Copy the listing below verbatim, from the line with "indicate the braided" to the line with "column 165, row 11", including both of those lines and nothing outside them.

### EXERCISE INPUT
Begin

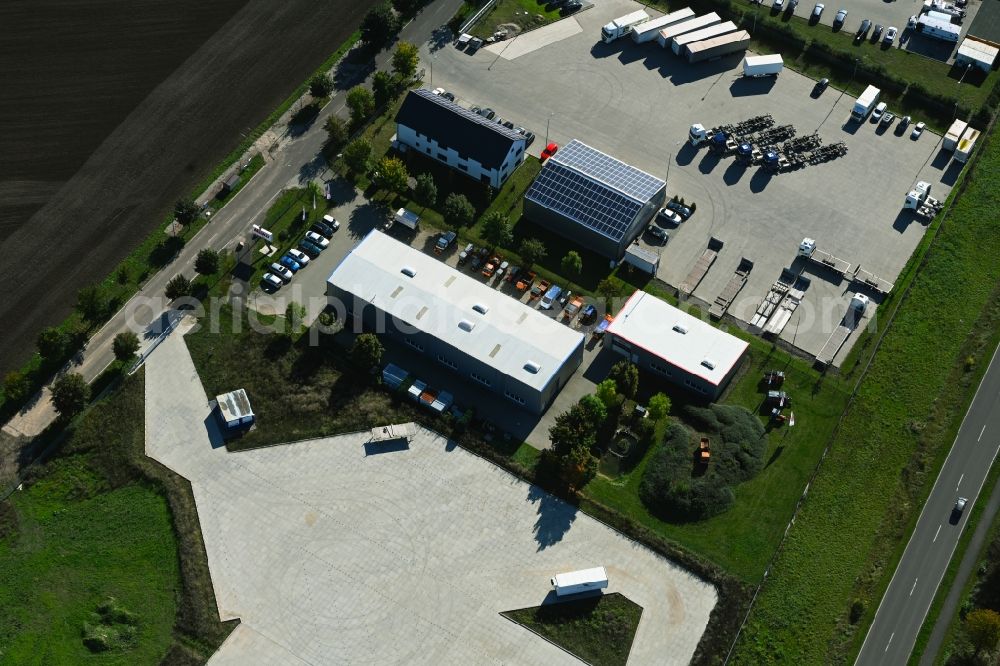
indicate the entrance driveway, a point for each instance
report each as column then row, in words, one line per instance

End
Begin

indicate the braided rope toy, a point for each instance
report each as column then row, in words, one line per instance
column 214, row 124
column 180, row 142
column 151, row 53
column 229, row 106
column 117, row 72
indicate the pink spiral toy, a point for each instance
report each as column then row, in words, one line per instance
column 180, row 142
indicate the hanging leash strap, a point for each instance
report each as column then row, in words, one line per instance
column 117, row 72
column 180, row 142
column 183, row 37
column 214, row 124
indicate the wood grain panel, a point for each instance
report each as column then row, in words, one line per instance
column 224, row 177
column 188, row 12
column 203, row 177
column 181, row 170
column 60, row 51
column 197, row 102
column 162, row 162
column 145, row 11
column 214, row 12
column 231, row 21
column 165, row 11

End

### PROBLEM SOLUTION
indicate the braided rope toy, a point for each instance
report each as column then row, in words, one line per instance
column 214, row 124
column 180, row 142
column 151, row 53
column 229, row 106
column 117, row 72
indicate the pink spiral toy, a point for each instance
report each as column then row, in words, one line per instance
column 180, row 142
indicate the hanging leash strap, a point for each instance
report each as column then row, in words, one line per instance
column 117, row 72
column 180, row 142
column 183, row 37
column 214, row 124
indicate the wood grain panel, a point for each instance
report each as column then row, in words, one line per instance
column 224, row 177
column 188, row 12
column 203, row 177
column 181, row 170
column 60, row 51
column 197, row 102
column 162, row 162
column 145, row 11
column 214, row 12
column 231, row 21
column 165, row 11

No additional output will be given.